··· Texto ···
São Paulo, quinta-feira, 22 de junho de 2006
Próximo Texto | Índice

Outras idéias

Dulce Critelli

"Não matarás"

Experimentamos profunda perplexidade diante de crimes hediondos, como no caso do envolvimento de Suzane Richthofen no assassinato dos pais. Curiosidade, assombro e repúdio são sentimentos que se misturam, sobretudo quando tais atos são praticados aparentemente sem motivo ou quando seus motivos nos parecem torpes.
Acreditamos que os homens são capazes de qualquer coisa quando se trata de salvaguardar a vida. E, às vezes, chegamos a admitir que tanto a sobrevivência quanto a necessidade justificam atos execráveis e abjetos. Só por meio desses motivos tamanha brutalidade ganharia, ao menos, alguma explicação plausível. Suzane, no entanto, não agiu em nome da miséria, da fome, ou para se defender de maus-tratos. À primeira vista, e sem o peso de justificativas socialmente convincentes, seu gesto parece ser pura maldade. Mas não é sob o estigma da maldade que entendemos sua ação, ela é mais do que isso.
O crime de que Suzane participou fere dois dos princípios fundamentais da nossa ética: "não matarás" e "honrarás pai e mãe". Esses dois mandamentos, muito antes de aparecerem gravados nas tábuas dadas a Moisés, encontram-se inscritos no coração da condição humana. Valem para todos os homens, para todas as culturas e para todas as civilizações.
Distinguimo-nos dos animais porque podemos resolver os problemas e as dificuldades com nossos semelhantes sem lhes tirar a vida. Aliás, inventamos diferentes procedimentos, exatamente para não matar. Assim, cada vez que uma pessoa resolve suas questões com um assassinato, ela elimina essa diferença primordial entre os humanos e os animais.
··· Registros do conjunto ···
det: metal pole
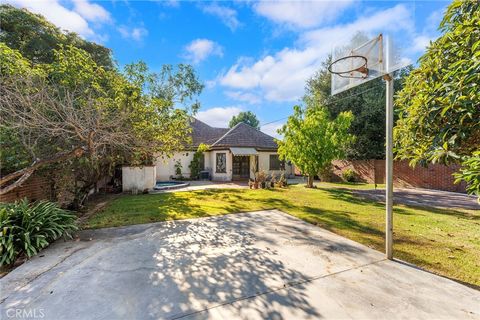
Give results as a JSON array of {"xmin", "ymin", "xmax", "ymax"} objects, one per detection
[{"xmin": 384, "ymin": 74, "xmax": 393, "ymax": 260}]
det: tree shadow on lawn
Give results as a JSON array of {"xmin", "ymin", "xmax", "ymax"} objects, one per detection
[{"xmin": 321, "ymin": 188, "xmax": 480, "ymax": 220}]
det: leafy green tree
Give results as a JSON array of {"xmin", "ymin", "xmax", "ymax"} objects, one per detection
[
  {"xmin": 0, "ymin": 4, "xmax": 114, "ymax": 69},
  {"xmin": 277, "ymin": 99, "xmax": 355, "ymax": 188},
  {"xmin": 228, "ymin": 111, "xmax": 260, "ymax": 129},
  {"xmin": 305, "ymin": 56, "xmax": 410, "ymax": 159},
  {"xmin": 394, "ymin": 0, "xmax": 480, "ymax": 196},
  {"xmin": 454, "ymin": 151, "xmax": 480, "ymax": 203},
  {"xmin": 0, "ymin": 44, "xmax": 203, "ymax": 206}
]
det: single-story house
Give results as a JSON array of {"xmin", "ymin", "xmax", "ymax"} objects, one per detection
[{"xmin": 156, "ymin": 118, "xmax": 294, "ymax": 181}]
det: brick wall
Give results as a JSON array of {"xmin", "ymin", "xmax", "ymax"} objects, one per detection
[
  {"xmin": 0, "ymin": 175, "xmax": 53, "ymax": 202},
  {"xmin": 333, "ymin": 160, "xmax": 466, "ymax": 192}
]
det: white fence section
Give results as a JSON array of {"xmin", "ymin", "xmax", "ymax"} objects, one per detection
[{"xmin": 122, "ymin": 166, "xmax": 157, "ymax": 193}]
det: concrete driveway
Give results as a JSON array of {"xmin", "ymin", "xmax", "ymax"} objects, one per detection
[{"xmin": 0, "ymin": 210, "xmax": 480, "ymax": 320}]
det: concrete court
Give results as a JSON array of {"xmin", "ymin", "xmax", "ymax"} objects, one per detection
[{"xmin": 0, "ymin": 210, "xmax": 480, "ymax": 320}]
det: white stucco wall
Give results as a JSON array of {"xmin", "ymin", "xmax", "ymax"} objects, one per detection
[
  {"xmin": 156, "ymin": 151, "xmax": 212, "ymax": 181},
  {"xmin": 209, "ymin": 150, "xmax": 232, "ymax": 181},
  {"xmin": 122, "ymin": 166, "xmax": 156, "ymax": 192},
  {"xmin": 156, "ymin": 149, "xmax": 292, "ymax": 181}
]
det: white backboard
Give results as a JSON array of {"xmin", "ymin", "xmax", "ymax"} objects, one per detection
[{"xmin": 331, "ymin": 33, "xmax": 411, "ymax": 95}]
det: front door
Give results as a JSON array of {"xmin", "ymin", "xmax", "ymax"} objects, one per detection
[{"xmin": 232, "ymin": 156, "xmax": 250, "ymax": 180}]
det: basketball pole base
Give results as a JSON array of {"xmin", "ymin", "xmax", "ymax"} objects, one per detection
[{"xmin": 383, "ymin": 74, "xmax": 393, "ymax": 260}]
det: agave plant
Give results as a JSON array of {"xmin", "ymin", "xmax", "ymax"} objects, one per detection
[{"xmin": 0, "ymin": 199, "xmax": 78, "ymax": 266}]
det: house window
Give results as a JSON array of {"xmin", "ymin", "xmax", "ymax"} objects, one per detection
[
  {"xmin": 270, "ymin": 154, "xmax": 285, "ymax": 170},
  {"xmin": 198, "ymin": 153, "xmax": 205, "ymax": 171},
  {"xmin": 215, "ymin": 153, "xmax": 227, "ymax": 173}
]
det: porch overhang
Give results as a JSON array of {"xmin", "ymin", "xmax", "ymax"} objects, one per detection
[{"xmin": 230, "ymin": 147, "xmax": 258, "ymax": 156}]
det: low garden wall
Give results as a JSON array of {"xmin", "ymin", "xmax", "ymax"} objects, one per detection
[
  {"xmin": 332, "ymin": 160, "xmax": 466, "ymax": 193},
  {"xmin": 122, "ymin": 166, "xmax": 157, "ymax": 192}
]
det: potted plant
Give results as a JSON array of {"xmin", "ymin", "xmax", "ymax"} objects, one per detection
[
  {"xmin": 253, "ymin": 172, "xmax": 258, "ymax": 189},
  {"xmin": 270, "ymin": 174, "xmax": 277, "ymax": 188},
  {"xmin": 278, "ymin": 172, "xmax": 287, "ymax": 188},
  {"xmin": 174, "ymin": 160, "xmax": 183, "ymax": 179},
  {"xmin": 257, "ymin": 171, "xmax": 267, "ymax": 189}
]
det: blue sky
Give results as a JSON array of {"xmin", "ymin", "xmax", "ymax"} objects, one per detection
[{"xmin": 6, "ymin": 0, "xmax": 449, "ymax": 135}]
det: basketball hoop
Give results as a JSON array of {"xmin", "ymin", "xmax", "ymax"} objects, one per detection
···
## Tarefas a realizar
a – Traduza para o inglês a seguinte frase da crônica "Não matarás": "Distinguimo-nos dos animais porque podemos resolver os problemas e as dificuldades com nossos semelhantes sem lhes tirar a vida."
b – Segundo a crônica "Não matarás", quais são os dois princípios fundamentais da nossa ética feridos pelo crime de que Suzane participou?
c – Prossiga a crônica "Não matarás" a partir da última frase apresentada.
Esses dados provêm de uma fonte distinta da crônica.

## Tarefas resolvidas
a – We distinguish ourselves from animals because we can resolve problems and difficulties with our fellow human beings without taking their lives.

b – "Não matarás" e "honrarás pai e mãe".

c –
Os gestos humanos são sempre singulares e revelam ações possíveis para toda a humanidade. Por isso, sempre que alguém pratica o mal, abre para ele as portas do nosso mundo e o convida a entrar. Nenhum ser humano suporta viver numa sociedade que acolhe e permite o mal. Mandamentos, leis, normas e delimitação de direitos e de deveres têm por finalidade sua contenção.
Punir um crime é cercear o mal e, também, uma tentativa de impedir que ele se prolifere e se torne lícito. É dar uma chance a quem o cometeu, mas, também, é uma iniciativa de reajustar a caminhada e a convivência futura dos homens.
É dom humano poder superar suas maldades e suas mazelas e reiniciar uma trajetória pessoal. Há, portanto, com a vontade de punição de um crime, uma esperança no coração dos homens. Por essa esperança, punir é quase perdoar.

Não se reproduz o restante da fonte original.